▶ Rows:

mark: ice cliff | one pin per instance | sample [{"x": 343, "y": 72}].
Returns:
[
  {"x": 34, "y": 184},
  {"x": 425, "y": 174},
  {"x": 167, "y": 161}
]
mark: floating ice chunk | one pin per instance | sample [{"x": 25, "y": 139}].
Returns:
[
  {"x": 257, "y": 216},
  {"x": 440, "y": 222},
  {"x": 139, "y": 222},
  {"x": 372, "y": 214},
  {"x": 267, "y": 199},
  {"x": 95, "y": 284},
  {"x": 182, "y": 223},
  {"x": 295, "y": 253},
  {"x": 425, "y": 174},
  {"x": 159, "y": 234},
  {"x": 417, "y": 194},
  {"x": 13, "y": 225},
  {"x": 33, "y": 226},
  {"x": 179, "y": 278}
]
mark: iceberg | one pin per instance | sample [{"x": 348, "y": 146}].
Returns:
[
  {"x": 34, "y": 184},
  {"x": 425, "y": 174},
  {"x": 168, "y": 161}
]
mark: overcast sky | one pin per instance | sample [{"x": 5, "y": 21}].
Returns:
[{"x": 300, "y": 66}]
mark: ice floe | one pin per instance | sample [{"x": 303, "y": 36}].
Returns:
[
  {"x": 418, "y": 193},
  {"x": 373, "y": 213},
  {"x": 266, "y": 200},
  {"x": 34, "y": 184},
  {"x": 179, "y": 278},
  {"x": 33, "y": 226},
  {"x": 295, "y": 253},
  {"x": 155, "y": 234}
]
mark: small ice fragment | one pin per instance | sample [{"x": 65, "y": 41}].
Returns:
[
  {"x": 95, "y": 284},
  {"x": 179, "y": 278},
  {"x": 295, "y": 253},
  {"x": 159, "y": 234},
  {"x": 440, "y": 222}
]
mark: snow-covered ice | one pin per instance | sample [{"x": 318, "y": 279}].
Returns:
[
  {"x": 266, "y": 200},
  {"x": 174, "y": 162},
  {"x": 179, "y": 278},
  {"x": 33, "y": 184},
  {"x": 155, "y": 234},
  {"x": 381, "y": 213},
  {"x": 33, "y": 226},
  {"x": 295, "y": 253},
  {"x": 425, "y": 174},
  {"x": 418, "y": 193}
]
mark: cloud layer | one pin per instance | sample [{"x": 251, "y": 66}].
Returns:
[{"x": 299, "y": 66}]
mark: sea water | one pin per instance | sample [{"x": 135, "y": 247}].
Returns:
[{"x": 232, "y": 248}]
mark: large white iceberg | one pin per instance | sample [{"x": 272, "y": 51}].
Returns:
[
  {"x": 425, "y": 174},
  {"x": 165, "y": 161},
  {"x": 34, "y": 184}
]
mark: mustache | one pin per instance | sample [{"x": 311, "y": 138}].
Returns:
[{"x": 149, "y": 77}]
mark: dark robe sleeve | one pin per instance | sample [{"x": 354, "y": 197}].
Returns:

▶ Given request: Reproduce all of the material above, character for character, with nothing added, dropped, or changed.

▶ Task response:
mark: ice cliff | one pin per instance | sample [{"x": 343, "y": 72}].
Returns:
[
  {"x": 34, "y": 184},
  {"x": 425, "y": 174},
  {"x": 167, "y": 161}
]
mark: floating ice chunk | one pin per instance | sample [{"x": 25, "y": 139}].
Returns:
[
  {"x": 257, "y": 216},
  {"x": 440, "y": 222},
  {"x": 139, "y": 222},
  {"x": 372, "y": 214},
  {"x": 267, "y": 199},
  {"x": 95, "y": 284},
  {"x": 182, "y": 223},
  {"x": 295, "y": 253},
  {"x": 425, "y": 174},
  {"x": 159, "y": 234},
  {"x": 417, "y": 194},
  {"x": 13, "y": 225},
  {"x": 33, "y": 226},
  {"x": 179, "y": 278}
]
mark: iceberg | one pin per instance | sample [{"x": 348, "y": 146}].
Returns:
[
  {"x": 34, "y": 184},
  {"x": 425, "y": 174},
  {"x": 168, "y": 161}
]
mark: overcast sky | one pin per instance | sample [{"x": 5, "y": 21}].
Returns:
[{"x": 300, "y": 66}]
mark: ice floe | one pin per instance | sample [{"x": 303, "y": 36}].
Returns:
[
  {"x": 418, "y": 193},
  {"x": 373, "y": 213},
  {"x": 266, "y": 200},
  {"x": 34, "y": 184},
  {"x": 179, "y": 278},
  {"x": 33, "y": 226},
  {"x": 295, "y": 253},
  {"x": 155, "y": 234}
]
mark: small ice fragment | one pin per instance | sample [{"x": 65, "y": 41}].
Returns:
[
  {"x": 95, "y": 284},
  {"x": 179, "y": 278},
  {"x": 295, "y": 253},
  {"x": 159, "y": 234},
  {"x": 440, "y": 222}
]
mark: snow-covered ice | one pin per instance | sample [{"x": 318, "y": 279}].
Returns:
[
  {"x": 266, "y": 200},
  {"x": 174, "y": 162},
  {"x": 179, "y": 278},
  {"x": 33, "y": 184},
  {"x": 155, "y": 234},
  {"x": 381, "y": 213},
  {"x": 33, "y": 226},
  {"x": 295, "y": 253},
  {"x": 425, "y": 174},
  {"x": 418, "y": 193}
]
mark: cloud layer | one pin per instance | sample [{"x": 251, "y": 66}].
Returns:
[{"x": 299, "y": 66}]
mark: sea water | one pin per instance | sample [{"x": 135, "y": 247}].
Returns:
[{"x": 232, "y": 248}]
mark: large white iceberg | one pin per instance | sample [{"x": 272, "y": 51}].
Returns:
[
  {"x": 425, "y": 174},
  {"x": 165, "y": 161},
  {"x": 34, "y": 184}
]
mark: mustache | one pin per instance | sample [{"x": 311, "y": 138}].
Returns:
[{"x": 149, "y": 77}]
mark: dark robe sleeve | one pin per instance | sample [{"x": 354, "y": 197}].
Returns:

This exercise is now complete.